━━ Extrait du texte

Conflits de nationalités d'origine.

Si l'acquisition de la nationalité d'origne était partout gouvernée par une règle unique et inflexible, par le jus sanguinis, ou par le jus soli, tout conflit deviendrait impossible. Dans le premier cas en effet, chaque État considérerait comme étranger l'enfant né sur son territoire de parents étrangers, et réciproquement revendiquerait sans contestation possible l'enfant né même à l'étranger d'un de ses nationaux. Dans le second cas, chaque État attribuerait le droit de cité à tout individu né sur son territoire d'un père étranger et reconnaîtrait en retour à l'enfant né en pays étranger d'un de ses citoyens la nationalité du lieu de sa naissance. Mais si l'uniformité des lois est désirable en cette matière, elle est bien loin d'être réalisée à cette heure. Quelques législations se rattachent, avec plus ou moins de tempéraments, au jus sanguinis, les autres au jus soli; et les combinaisons si nombreuses et si variées que ces deux principes y reçoivent aboutissent à des difficultés internationales d'autant plus délicates à résoudre que l'intéressé ne peut invoquer ici, conformément à la règle générale que nous poserons plus loin, la loi nationale, constitutive de son statut personnel, par cette bonne raison que c'est précisément sa nationalité qui est en suspens et qu'il s'agit de déterminer.

Deux hypothèses veulent être soigneusement distinguées : ou bien le conflit s'élève entre deux nationalités, dont l'une est celle des magistrats saisis du litige; ou bien il se produit sur le territoire d'une tierce Puissance.

PREMIÈRE HYPOTHÈSE.

Le conflit s'élève entre deux nationalités d'origine, dont l'une est celle des magistrats saisis du litige. Aucune hésitation n'est permise au juge : il doit appliquer à l'individu dont la condition juridique est débattue devant lui la loi du pays au nom duquel il rend la justice, et en conséquence, si cet individu, même domicilié à l'étranger, satisfait aux conditions auxquelles le législateur local a subordonné l'acquisition de la nationalité d'origine, le traiter comme un de ses nationaux. Les règles con

cernant le droit de cité, les moyens de l'acquérir et de le perdre, touchent en effet à la vie mème et aux intérêts les plus essentiels de l'État; elles sont d'ordre public international et ne sauraient être tenues en échec, à défaut d'une loi nationale incertaine, par la loi du domicile des parties.

Éclairons cette règle par quelques applications pratiques.

a) Un individu est né de parents français sur le territoire d'un État où règne exclusivement le jus soli, sur le territoire de Vénézuéla par exemple.

Les autorités administratives et judiciaires de cet État lui imposeront la nationalité du lieu de sa naissance et le soumettront en conséquence aux devoirs et aux charges auxquels sont assujettis les autres citoyens vénézuéliens.

━━━━
━━ Données fournies

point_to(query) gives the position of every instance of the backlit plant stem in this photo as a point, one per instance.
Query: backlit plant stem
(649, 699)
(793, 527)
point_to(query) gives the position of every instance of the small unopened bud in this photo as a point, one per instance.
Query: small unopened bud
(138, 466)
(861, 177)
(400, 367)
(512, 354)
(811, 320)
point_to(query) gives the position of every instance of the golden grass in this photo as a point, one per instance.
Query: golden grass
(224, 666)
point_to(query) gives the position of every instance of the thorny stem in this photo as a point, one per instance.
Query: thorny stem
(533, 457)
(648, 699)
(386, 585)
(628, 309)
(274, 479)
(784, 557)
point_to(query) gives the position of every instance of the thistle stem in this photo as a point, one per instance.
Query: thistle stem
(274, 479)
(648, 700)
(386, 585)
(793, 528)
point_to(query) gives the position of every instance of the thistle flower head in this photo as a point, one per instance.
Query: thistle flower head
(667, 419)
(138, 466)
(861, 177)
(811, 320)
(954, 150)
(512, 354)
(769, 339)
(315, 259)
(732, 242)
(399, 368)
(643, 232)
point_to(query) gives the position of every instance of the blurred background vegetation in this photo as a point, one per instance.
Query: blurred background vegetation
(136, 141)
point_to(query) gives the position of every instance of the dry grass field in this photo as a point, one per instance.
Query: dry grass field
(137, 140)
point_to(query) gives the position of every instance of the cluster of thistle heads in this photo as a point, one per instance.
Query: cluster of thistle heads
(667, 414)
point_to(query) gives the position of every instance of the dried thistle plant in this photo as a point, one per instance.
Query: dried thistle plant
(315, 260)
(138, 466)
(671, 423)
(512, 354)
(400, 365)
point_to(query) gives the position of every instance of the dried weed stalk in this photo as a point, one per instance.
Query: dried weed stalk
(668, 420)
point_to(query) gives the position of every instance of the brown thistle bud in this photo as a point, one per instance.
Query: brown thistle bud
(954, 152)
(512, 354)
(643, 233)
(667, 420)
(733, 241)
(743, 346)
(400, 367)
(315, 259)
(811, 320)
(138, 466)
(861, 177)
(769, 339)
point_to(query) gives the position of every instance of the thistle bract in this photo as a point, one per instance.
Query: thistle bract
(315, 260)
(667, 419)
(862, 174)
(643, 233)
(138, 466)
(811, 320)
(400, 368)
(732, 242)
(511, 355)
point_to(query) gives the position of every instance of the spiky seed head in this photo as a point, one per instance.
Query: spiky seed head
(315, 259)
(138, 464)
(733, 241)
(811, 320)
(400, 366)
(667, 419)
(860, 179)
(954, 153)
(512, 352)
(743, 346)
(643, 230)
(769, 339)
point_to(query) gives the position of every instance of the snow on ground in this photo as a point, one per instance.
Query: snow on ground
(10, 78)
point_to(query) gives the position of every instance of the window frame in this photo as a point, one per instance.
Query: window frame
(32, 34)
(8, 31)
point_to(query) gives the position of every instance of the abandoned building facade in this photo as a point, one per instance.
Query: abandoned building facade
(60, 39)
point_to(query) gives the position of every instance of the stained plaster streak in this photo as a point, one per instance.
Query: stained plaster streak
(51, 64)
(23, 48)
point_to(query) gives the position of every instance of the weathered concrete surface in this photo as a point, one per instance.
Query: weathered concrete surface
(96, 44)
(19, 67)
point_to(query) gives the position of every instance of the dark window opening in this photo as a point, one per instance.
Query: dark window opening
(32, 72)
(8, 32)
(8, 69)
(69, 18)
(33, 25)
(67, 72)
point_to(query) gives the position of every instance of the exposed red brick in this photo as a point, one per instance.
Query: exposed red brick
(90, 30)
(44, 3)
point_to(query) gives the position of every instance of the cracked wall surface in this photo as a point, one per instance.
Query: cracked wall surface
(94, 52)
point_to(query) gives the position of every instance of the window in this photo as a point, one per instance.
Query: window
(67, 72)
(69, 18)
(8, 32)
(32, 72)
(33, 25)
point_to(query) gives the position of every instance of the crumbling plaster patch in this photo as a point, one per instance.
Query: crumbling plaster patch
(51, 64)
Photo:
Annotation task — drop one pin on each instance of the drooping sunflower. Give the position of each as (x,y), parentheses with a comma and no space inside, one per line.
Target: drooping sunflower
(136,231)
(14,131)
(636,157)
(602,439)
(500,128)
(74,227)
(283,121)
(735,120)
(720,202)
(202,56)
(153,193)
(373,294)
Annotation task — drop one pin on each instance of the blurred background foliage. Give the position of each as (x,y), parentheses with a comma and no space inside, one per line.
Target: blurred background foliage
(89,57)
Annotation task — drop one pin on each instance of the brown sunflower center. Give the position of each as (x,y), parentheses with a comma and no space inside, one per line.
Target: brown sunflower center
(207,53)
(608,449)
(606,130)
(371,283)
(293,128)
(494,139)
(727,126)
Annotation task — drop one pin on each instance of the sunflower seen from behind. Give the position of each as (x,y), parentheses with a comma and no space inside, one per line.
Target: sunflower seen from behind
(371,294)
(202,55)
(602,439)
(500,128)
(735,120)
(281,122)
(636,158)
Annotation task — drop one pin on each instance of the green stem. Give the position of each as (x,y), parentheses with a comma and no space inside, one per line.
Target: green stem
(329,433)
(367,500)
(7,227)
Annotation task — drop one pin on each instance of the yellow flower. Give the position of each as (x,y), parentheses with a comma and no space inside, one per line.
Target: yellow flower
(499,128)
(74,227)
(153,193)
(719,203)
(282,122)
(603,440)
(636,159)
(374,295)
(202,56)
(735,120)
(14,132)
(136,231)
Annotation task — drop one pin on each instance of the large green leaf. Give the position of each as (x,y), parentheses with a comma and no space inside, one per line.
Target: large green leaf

━━━━

Objectifs =>
1. Dans l'extrait sur les conflits de nationalités, quel État sert d'exemple de territoire où règne exclusivement le jus soli ?
2. Pour chacune des affirmations suivantes, dites si elle concorde avec l'extrait sur les conflits de nationalités, en citant les mots décisifs du texte :
(a) L'uniformité des lois sur l'acquisition de la nationalité d'origine est déjà réalisée.
(b) Lorsque l'une des deux nationalités en conflit est celle des magistrats saisis, le juge doit appliquer la loi du pays au nom duquel il rend la justice.
(c) Les règles concernant le droit de cité peuvent être tenues en échec par la loi du domicile des parties.

Réponses ci-dessous =>
1. Le Vénézuéla.

2.
(a) Non : « elle est bien loin d'être réalisée à cette heure ».
(b) Oui : « il doit appliquer à l'individu dont la condition juridique est débattue devant lui la loi du pays au nom duquel il rend la justice ».
(c) Non : « ne sauraient être tenues en échec, à défaut d'une loi nationale incertaine, par la loi du domicile des parties ».